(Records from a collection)

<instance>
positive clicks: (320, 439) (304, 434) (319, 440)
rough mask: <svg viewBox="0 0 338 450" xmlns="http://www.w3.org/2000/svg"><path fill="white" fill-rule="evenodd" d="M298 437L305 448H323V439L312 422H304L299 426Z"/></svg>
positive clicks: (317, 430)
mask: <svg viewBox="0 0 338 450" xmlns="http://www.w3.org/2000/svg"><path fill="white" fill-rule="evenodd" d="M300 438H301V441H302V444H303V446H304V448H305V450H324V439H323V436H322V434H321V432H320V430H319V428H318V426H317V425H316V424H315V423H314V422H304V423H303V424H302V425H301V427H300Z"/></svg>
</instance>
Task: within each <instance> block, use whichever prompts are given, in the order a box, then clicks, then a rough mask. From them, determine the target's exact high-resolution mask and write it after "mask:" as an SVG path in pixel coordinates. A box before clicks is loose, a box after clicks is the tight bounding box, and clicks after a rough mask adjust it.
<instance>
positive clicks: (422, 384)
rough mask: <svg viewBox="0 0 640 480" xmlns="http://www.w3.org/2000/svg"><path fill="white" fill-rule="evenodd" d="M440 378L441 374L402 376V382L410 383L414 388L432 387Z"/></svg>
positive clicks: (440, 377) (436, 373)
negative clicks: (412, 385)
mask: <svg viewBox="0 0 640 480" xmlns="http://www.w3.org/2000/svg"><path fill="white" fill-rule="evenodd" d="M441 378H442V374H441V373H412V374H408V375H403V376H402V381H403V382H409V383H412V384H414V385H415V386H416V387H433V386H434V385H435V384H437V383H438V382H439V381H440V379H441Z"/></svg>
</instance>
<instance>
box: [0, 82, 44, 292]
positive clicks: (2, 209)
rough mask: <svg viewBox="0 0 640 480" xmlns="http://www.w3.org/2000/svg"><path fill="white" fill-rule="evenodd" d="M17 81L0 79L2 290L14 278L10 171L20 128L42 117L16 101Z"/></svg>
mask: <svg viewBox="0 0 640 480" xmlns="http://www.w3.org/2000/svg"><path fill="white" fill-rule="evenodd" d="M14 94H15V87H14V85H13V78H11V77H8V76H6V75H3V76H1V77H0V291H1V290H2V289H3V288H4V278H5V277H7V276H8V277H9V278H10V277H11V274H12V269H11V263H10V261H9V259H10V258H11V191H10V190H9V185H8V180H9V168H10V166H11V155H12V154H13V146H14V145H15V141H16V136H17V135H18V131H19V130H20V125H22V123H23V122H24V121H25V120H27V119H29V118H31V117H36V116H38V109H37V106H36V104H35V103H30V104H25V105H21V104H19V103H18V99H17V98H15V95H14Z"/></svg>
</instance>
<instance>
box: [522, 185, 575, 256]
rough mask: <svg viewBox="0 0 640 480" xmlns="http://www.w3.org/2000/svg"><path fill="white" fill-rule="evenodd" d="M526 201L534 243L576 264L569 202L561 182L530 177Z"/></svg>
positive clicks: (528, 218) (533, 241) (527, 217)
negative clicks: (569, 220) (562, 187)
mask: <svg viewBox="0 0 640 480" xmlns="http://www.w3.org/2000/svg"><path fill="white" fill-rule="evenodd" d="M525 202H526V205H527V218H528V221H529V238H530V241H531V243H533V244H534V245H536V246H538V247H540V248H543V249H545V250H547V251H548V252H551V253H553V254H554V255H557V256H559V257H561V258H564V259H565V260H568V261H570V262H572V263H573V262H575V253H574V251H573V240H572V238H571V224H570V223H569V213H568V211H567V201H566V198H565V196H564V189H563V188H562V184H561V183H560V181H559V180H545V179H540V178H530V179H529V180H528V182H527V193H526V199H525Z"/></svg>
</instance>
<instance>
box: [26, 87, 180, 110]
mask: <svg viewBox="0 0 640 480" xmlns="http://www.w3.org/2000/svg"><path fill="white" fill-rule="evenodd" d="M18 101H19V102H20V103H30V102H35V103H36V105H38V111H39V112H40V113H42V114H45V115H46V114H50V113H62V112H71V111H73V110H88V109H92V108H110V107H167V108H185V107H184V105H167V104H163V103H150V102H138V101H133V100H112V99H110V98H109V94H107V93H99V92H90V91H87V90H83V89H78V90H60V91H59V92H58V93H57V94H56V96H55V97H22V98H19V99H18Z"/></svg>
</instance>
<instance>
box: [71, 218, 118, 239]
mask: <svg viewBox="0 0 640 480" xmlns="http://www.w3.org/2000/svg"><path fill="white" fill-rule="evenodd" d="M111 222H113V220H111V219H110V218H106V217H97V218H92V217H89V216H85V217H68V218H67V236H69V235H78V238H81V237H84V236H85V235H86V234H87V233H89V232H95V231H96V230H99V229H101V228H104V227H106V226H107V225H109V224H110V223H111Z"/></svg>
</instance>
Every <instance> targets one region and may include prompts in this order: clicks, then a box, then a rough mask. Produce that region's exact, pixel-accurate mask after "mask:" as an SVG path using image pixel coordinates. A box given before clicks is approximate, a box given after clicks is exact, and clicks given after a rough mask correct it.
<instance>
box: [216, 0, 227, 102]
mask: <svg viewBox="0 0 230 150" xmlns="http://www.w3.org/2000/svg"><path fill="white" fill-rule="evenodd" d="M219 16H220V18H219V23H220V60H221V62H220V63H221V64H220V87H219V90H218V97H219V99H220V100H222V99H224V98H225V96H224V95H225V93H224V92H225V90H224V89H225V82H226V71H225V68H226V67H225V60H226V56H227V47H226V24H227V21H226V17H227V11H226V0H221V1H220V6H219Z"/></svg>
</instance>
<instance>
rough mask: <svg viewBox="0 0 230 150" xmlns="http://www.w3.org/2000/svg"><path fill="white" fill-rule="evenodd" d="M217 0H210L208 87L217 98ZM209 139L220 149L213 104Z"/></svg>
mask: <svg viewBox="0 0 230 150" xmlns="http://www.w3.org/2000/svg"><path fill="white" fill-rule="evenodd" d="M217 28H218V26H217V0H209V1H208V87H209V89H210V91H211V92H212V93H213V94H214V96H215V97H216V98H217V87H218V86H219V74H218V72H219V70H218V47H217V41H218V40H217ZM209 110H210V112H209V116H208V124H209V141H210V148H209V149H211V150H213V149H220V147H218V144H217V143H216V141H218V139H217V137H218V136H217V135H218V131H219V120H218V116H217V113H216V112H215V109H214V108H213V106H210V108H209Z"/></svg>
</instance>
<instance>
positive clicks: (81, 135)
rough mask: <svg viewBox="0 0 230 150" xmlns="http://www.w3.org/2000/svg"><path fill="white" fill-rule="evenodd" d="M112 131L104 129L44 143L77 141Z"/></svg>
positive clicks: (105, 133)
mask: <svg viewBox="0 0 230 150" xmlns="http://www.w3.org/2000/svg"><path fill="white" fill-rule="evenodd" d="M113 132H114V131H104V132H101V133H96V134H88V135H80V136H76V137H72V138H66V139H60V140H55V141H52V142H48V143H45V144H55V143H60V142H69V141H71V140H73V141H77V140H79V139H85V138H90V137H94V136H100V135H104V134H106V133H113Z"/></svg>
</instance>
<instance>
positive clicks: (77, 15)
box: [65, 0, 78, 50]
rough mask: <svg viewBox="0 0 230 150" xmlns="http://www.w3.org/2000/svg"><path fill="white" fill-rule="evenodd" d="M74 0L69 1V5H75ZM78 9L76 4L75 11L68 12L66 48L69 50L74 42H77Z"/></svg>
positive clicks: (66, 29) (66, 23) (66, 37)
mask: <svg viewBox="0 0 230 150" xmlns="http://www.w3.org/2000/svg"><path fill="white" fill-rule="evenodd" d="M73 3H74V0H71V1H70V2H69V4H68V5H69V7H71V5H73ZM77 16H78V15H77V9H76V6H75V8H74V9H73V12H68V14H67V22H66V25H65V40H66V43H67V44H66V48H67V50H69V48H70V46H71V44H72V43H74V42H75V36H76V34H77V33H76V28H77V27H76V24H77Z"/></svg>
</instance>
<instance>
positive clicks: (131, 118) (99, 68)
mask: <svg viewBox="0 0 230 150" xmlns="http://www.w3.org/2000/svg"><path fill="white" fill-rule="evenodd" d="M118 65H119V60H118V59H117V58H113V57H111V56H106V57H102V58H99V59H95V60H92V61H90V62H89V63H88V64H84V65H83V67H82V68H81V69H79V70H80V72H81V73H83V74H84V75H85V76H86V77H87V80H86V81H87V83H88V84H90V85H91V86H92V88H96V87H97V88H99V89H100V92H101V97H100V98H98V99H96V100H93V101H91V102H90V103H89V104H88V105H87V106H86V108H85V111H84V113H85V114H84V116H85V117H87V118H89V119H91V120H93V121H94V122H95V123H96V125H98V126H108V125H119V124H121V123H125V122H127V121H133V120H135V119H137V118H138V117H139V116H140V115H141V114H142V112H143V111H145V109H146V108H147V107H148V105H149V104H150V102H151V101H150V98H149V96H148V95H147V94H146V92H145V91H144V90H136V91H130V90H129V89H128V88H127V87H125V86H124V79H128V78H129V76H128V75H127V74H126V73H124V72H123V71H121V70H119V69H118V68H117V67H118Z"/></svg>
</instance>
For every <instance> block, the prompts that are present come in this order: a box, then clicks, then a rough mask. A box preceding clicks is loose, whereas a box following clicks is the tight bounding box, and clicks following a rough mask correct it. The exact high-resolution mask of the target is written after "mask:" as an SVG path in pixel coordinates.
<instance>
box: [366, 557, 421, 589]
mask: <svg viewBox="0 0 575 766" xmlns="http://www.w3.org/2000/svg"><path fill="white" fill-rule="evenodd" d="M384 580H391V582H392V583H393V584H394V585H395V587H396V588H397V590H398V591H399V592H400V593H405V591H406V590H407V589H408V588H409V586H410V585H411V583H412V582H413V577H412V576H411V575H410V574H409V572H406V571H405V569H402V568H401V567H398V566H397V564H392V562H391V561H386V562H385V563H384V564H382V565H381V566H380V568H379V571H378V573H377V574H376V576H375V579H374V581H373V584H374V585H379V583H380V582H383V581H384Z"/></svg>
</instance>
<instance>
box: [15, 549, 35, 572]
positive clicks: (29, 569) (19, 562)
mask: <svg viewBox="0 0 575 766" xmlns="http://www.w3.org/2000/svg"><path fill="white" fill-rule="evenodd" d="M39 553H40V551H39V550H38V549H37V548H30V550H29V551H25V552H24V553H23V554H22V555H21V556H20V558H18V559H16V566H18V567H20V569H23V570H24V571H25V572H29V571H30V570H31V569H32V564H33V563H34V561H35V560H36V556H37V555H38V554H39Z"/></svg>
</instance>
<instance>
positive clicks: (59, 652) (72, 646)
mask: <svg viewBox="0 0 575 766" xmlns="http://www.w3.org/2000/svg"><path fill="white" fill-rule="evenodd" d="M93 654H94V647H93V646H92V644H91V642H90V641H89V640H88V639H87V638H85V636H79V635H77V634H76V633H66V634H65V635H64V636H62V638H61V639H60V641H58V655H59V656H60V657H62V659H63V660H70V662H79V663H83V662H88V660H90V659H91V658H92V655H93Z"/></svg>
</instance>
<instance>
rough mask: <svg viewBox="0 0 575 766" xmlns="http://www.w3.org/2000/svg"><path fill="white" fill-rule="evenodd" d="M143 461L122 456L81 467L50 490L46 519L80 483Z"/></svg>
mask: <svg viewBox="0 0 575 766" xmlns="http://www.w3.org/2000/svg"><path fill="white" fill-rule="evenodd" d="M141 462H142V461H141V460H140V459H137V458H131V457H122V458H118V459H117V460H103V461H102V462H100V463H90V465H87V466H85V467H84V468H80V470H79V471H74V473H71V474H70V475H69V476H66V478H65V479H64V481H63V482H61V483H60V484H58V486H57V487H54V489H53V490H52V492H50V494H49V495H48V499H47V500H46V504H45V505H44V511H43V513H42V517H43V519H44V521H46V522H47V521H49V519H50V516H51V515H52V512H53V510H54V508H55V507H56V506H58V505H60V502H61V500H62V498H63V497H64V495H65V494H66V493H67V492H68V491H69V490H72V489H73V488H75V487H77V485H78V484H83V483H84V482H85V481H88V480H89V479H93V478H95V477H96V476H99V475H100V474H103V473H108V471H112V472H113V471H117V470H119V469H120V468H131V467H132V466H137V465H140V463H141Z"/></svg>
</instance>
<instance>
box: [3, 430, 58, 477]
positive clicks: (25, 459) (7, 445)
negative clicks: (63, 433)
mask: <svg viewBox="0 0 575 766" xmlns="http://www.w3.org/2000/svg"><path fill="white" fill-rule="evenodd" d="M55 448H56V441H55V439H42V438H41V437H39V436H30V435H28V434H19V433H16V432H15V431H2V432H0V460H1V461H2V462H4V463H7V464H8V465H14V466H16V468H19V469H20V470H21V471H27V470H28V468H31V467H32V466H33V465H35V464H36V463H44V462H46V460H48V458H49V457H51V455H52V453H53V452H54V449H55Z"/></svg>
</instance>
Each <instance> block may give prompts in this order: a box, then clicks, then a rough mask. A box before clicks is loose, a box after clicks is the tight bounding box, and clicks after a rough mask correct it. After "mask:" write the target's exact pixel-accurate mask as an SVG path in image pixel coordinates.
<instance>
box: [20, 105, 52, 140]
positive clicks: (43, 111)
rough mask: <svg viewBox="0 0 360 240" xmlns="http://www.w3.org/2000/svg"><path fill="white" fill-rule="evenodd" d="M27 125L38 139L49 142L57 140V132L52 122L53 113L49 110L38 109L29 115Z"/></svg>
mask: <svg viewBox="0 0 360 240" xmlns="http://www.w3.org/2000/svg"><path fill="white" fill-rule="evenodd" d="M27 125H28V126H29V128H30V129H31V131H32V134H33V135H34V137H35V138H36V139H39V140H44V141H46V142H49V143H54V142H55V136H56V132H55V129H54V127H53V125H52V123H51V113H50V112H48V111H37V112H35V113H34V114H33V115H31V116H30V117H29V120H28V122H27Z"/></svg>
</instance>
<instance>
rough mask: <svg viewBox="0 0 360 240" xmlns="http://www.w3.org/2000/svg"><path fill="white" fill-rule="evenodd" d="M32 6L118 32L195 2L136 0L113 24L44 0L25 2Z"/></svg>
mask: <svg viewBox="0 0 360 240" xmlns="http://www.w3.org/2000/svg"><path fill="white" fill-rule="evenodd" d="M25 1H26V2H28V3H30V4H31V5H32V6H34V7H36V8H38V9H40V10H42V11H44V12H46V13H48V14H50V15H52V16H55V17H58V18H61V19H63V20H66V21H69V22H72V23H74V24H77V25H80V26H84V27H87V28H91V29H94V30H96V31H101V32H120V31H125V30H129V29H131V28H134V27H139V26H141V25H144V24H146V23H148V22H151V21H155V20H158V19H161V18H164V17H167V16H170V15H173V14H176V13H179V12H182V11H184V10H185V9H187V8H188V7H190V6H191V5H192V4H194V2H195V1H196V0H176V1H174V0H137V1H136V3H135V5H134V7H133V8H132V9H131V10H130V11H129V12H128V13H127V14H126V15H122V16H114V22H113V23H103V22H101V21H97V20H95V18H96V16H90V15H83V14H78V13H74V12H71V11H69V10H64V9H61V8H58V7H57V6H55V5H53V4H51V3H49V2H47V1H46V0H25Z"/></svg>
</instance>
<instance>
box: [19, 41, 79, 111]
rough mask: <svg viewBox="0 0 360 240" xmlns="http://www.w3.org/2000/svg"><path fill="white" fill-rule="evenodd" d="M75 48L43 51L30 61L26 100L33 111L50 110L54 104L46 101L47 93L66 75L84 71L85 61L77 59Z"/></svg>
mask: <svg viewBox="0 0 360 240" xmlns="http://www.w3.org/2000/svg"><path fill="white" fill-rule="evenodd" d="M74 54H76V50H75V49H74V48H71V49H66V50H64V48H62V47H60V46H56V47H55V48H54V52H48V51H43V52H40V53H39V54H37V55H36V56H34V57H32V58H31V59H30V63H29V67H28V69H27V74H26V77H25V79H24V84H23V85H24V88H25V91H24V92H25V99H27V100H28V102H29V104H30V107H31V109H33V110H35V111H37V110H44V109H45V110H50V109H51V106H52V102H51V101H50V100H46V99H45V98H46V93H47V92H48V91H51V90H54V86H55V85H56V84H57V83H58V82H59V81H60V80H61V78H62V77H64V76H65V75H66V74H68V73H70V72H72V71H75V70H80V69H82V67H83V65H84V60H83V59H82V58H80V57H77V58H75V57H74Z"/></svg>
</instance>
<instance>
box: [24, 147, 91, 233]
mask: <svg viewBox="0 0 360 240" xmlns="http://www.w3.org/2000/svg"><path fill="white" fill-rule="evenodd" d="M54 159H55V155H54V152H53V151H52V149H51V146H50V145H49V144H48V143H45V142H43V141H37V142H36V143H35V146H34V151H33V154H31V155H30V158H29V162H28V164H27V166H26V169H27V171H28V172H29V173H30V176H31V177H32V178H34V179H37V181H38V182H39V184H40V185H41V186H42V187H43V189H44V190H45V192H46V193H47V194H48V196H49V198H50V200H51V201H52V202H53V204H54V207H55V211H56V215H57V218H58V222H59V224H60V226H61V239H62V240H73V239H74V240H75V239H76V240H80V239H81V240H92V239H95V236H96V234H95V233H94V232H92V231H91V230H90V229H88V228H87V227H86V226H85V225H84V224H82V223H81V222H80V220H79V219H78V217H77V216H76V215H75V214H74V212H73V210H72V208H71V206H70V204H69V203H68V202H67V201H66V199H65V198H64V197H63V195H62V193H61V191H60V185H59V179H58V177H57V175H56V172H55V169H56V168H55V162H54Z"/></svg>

**WORK INSTRUCTIONS:** Wherever the string "correct" is found in the entries, copy the line it sits in.

**RESPONSE BOX:**
Every <instance> targets one region and may include prompts in this order: clicks, then a box, then a rough mask. Produce that region's exact, pixel-accurate mask after "mask:" as an SVG path using image pixel coordinates. A box given before clicks is approximate, a box given after clicks is exact, and clicks given after a rough mask correct it.
For every <instance> block, the prompts that are present come in this order: a box, then clicks, then a rough mask. A box preceding clicks is loose, whereas a box following clicks is the tight bounding box, and clicks following a rough mask correct it. The exact high-resolution mask of the target is written after "mask:" as an SVG path in pixel coordinates.
Each <instance> block may give prompts in this order: a box, then clicks, then a rough mask. A box before clicks is loose, a box after clicks is the tight bounding box, and clicks after a rough mask correct it. After "mask:" write the target's exact pixel-accurate mask as an SVG path in image pixel coordinates.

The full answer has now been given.